◆ Direction: Identify each line in the listing below that contains the string "body", and copy those lines.

Position identification listing
========================================

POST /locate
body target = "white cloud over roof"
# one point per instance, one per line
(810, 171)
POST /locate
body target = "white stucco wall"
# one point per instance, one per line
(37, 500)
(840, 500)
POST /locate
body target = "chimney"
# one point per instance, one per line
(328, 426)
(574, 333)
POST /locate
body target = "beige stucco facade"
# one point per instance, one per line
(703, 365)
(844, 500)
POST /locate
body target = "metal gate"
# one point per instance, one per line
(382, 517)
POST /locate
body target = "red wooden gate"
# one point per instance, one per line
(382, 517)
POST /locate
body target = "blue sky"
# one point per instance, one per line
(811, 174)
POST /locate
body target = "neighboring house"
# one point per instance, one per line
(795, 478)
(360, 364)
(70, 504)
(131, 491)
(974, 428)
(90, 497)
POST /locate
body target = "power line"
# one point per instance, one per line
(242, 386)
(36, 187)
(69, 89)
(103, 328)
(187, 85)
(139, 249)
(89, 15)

========================================

◆ Completed task:
body target = "white cloud over roof"
body target = "white stucco wall"
body target = "chimney"
body target = "beige stucco facade"
body target = "metal gate"
body target = "red wooden gate"
body target = "blue sky"
body target = "neighboring house"
body target = "power line"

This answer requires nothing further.